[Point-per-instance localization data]
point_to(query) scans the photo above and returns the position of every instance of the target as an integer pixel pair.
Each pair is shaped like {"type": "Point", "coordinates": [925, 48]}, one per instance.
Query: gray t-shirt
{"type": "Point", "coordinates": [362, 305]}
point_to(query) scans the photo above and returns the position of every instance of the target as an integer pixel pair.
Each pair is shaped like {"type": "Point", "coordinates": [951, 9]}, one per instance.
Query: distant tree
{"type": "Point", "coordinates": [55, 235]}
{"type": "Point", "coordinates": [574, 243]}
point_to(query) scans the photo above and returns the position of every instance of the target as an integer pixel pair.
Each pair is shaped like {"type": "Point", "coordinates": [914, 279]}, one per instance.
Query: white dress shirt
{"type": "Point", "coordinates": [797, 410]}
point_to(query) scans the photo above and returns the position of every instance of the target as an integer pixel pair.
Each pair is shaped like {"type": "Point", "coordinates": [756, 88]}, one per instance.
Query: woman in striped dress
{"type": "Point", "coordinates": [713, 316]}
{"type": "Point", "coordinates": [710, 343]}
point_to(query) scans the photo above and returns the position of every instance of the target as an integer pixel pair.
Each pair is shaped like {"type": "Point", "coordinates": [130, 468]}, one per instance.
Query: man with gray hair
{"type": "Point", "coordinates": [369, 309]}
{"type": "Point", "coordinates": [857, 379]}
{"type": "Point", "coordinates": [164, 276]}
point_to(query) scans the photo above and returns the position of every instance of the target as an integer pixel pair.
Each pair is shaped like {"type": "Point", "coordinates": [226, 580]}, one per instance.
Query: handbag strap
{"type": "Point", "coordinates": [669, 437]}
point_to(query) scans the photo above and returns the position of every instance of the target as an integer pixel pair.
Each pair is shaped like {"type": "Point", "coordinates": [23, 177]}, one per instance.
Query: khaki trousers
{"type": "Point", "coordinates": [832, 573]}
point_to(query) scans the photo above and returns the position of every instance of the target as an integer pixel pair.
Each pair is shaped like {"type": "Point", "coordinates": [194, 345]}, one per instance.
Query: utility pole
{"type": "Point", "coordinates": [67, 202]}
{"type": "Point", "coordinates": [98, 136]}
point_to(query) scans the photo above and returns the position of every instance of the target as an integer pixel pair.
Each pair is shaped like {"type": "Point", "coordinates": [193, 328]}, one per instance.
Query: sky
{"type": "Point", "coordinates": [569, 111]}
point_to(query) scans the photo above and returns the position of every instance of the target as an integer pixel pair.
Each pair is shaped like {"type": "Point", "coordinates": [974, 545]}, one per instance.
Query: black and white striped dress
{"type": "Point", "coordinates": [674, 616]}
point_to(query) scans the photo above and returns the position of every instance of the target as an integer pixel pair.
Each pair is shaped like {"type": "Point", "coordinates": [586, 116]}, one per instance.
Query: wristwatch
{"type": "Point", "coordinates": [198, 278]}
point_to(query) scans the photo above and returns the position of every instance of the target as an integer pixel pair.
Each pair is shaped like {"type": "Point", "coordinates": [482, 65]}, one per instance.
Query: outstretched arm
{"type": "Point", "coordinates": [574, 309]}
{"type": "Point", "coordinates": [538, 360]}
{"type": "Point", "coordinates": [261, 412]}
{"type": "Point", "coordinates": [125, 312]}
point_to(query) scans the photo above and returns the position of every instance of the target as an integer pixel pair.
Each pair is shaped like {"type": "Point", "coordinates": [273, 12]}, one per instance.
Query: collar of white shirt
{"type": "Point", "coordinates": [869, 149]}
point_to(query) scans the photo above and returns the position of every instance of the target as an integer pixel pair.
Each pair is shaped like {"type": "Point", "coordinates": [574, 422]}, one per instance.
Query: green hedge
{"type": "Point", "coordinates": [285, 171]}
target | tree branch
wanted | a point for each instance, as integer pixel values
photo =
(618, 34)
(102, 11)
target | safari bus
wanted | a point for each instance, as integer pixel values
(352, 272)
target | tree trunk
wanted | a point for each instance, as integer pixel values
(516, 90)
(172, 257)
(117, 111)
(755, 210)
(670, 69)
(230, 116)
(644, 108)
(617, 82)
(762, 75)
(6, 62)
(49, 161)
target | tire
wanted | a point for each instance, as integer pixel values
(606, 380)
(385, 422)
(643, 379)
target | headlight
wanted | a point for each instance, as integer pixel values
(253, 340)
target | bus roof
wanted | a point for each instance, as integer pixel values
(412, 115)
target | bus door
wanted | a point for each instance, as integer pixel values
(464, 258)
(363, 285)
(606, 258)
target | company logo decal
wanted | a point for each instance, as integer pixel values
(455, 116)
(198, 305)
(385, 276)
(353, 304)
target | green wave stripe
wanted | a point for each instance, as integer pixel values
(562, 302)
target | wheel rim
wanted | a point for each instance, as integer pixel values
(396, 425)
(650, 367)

Directions for this task - Your reply should consist of all the records, set down exactly.

Problem solution -
point_to(query) scans the photo above and returns the position of every instance of the target as an integer pixel pair.
Each pair is shaped like {"type": "Point", "coordinates": [925, 48]}, one per instance.
Query: gray t-shirt
{"type": "Point", "coordinates": [362, 305]}
point_to(query) scans the photo above and returns the position of every instance of the target as an integer pixel pair.
Each pair is shaped like {"type": "Point", "coordinates": [951, 9]}, one per instance.
Query: distant tree
{"type": "Point", "coordinates": [55, 235]}
{"type": "Point", "coordinates": [574, 243]}
point_to(query) scans the photo above and returns the position of every instance of the target as an integer pixel pair.
Each pair is shaped like {"type": "Point", "coordinates": [914, 279]}, one per instance.
Query: white dress shirt
{"type": "Point", "coordinates": [797, 410]}
point_to(query) scans the photo above and returns the position of every instance of the target as an integer pixel pair.
Each pair is shaped like {"type": "Point", "coordinates": [756, 88]}, one per instance.
Query: woman in striped dress
{"type": "Point", "coordinates": [713, 316]}
{"type": "Point", "coordinates": [710, 343]}
point_to(query) scans the photo above and returns the position of every instance of the target as an integer pixel pair.
Each pair is shaped like {"type": "Point", "coordinates": [130, 468]}, one per instance.
Query: man with gray hair
{"type": "Point", "coordinates": [369, 309]}
{"type": "Point", "coordinates": [857, 379]}
{"type": "Point", "coordinates": [164, 276]}
point_to(query) scans the photo above and returns the position of every instance of the target as an integer pixel pair.
Each pair is shaped like {"type": "Point", "coordinates": [226, 580]}, one per instance.
Query: handbag strap
{"type": "Point", "coordinates": [669, 437]}
point_to(query) scans the photo above and returns the position of every instance of the target as an integer pixel pair.
Each pair is shaped like {"type": "Point", "coordinates": [23, 177]}, one per instance.
Query: khaki trousers
{"type": "Point", "coordinates": [832, 573]}
point_to(query) scans the photo above and returns the position of every instance of the target as an integer pixel pair.
Each pair is shaped like {"type": "Point", "coordinates": [194, 345]}, one per instance.
Query: utility pole
{"type": "Point", "coordinates": [67, 202]}
{"type": "Point", "coordinates": [98, 136]}
point_to(query) scans the photo above and returns the position of every instance of the target as an integer pixel pair.
Each pair is shaped like {"type": "Point", "coordinates": [193, 328]}, one per instance.
Query: sky
{"type": "Point", "coordinates": [569, 111]}
point_to(query) scans the photo above and returns the position of every instance of the target as an integer pixel pair.
Each pair is shaped like {"type": "Point", "coordinates": [974, 545]}, one per instance.
Query: black and white striped dress
{"type": "Point", "coordinates": [674, 616]}
point_to(query) scans the photo above and returns the position of every instance of the target as an integer pixel pair.
Each pair is shaped like {"type": "Point", "coordinates": [586, 116]}, one per instance.
Query: wristwatch
{"type": "Point", "coordinates": [198, 278]}
point_to(query) scans the photo above and returns the position of every instance of the target as an integer pixel pair.
Each pair is shaped like {"type": "Point", "coordinates": [482, 65]}, one per instance.
Query: outstretched arm
{"type": "Point", "coordinates": [574, 309]}
{"type": "Point", "coordinates": [538, 360]}
{"type": "Point", "coordinates": [261, 412]}
{"type": "Point", "coordinates": [125, 312]}
point_to(query) scans the photo above and returns the position of every instance of the target as an integer pixel pair.
Each pair is shaped like {"type": "Point", "coordinates": [273, 12]}, one per instance.
Query: collar of white shirt
{"type": "Point", "coordinates": [869, 149]}
point_to(query) scans the photo above and returns the position of every instance of the target as an integer pixel pair.
Each pair is shaped like {"type": "Point", "coordinates": [574, 422]}, one per instance.
Query: green hedge
{"type": "Point", "coordinates": [285, 171]}
target | tree branch
wanted | a point for each instance, as integer pixel values
photo =
(618, 34)
(102, 11)
target | safari bus
wanted | a point for each instance, as integer pixel values
(352, 272)
target | tree trunk
wanted | a point for each instance, as integer pixel values
(516, 90)
(172, 257)
(117, 111)
(755, 210)
(670, 69)
(230, 116)
(644, 108)
(617, 82)
(762, 75)
(6, 62)
(49, 161)
target | tire
wanted | a point for each instance, as integer pixel values
(606, 380)
(385, 422)
(643, 379)
target | headlight
wanted | a point for each instance, as integer pixel values
(253, 340)
target | bus roof
wanted | a point for each instance, as integer pixel values
(412, 115)
target | bus door
wanted | a point for each instance, as integer pixel values
(464, 258)
(363, 285)
(606, 258)
target | company logo decal
wanted | a point for each instance, as integer pixel values
(455, 116)
(198, 305)
(385, 276)
(353, 304)
target | green wave stripe
wanted | a point for each instance, as integer pixel values
(562, 302)
target | wheel rim
wanted | a point for each instance, as integer pixel values
(396, 425)
(650, 367)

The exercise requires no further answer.